** Opening EXERCISE MATERIAL block **

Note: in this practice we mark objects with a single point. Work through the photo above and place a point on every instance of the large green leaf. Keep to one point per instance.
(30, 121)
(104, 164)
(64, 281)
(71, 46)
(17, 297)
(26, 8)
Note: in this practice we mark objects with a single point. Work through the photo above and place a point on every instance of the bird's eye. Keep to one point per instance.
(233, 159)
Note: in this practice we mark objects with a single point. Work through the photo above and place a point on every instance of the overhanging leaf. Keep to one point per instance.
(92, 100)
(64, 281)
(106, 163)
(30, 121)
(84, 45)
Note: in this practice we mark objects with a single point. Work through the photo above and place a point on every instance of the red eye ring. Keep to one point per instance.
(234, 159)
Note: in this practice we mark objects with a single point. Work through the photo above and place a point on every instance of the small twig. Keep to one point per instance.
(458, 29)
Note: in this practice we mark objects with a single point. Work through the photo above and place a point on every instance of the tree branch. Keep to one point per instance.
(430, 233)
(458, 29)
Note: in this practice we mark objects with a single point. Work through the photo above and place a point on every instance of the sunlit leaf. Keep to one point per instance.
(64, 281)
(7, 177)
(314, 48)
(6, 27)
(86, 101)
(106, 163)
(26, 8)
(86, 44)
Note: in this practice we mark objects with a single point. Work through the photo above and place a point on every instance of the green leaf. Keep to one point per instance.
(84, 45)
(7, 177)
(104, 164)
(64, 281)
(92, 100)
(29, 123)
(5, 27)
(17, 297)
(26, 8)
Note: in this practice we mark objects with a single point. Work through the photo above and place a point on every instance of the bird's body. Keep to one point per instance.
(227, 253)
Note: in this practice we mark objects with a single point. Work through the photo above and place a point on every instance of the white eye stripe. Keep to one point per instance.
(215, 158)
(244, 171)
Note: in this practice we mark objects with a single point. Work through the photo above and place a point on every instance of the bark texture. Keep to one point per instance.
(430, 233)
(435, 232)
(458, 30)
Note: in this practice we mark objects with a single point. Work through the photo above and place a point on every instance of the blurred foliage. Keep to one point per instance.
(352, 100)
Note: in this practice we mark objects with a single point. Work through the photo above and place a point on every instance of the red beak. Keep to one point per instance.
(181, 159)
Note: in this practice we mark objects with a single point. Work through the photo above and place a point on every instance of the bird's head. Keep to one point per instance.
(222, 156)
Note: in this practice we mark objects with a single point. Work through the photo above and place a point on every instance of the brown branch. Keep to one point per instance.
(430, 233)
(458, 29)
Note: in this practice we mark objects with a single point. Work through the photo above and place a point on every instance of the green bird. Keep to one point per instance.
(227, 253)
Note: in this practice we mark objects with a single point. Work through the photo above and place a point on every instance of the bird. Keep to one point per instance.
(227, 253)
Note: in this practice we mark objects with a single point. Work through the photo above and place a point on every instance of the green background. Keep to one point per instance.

** Closing EXERCISE MATERIAL block **

▶ **WORK ORDER**
Exactly as written above, reproduce all of the entries.

▶ **RESPONSE BOX**
Note: in this practice we mark objects with a single point. Work through the photo above and place a point on every instance of the large green leaf. Keep to one point per instance.
(30, 121)
(104, 164)
(64, 281)
(71, 46)
(17, 297)
(26, 8)
Note: in this practice we mark objects with a single point. Work through the photo above and place a point on every instance of the bird's eye. Keep to one point per instance.
(233, 159)
Note: in this practice we mark objects with a single point. Work through the photo above and place a point on every instance of the overhanging leaf. Keep to one point per instance.
(92, 100)
(64, 281)
(106, 163)
(30, 121)
(84, 45)
Note: in this practice we mark objects with a single point. Work through the photo above and place a point on every instance of the red eye ring. Keep to one point per instance.
(234, 159)
Note: in this practice we mark objects with a single point. Work through the photo above and place a point on every instance of the small twig. Keep to one point per instance.
(458, 29)
Note: in this practice we mark objects with a single point. Work through the photo above and place a point on every instance of the tree branch. Keep to one point per instance.
(430, 233)
(458, 29)
Note: in this practice we mark objects with a single point. Work through the photo above and place a point on every instance of the sunlit leaf. Keep to one point per instance.
(64, 281)
(7, 177)
(314, 48)
(6, 27)
(86, 101)
(106, 163)
(26, 8)
(86, 44)
Note: in this practice we mark objects with a single point. Work through the photo above and place a point on every instance of the green leaf. Keep to one point per instance.
(84, 45)
(7, 177)
(104, 164)
(64, 281)
(92, 100)
(29, 123)
(5, 27)
(17, 297)
(26, 8)
Note: in this practice we mark objects with a single point. Work through the photo above and place a point on every instance of the bird's body. Keep to one point per instance.
(227, 253)
Note: in this practice we mark objects with a single point. Work through the photo above and place a point on every instance of the white eye stripe. Keep to one point per instance.
(215, 158)
(244, 171)
Note: in this practice we mark objects with a single point. Work through the photo above and place a point on every instance of the bark texture. Keep to one point per instance.
(430, 233)
(435, 232)
(458, 30)
Note: in this practice we mark objects with a single point. Work through the photo above and place a point on every instance of the blurred foliage. Keep to one point per instance.
(352, 100)
Note: in this practice we mark objects with a single point. Work through the photo above and place a point on every instance of the red beak. Keep to one point per instance.
(181, 159)
Note: in this practice we mark objects with a single point. Work through the photo above and place a point on every instance of the bird's head. Keep to one point per instance.
(222, 156)
Note: in this practice we mark objects with a single point. Work through the photo above and place a point on every instance of the brown branch. Keep to one point per instance.
(430, 233)
(458, 29)
Note: in this practice we mark objects with a single point. Work through the photo above and place a point on every instance of the green bird. Keep to one point per instance.
(227, 253)
Note: in this practice we mark objects with a single point. Work through the photo above and place a point on every instance of the bird. Keep to one point per instance.
(227, 253)
Note: in this practice we mark objects with a single point. Work through the photo above and place a point on every instance of the green background. Keep to one point per instance.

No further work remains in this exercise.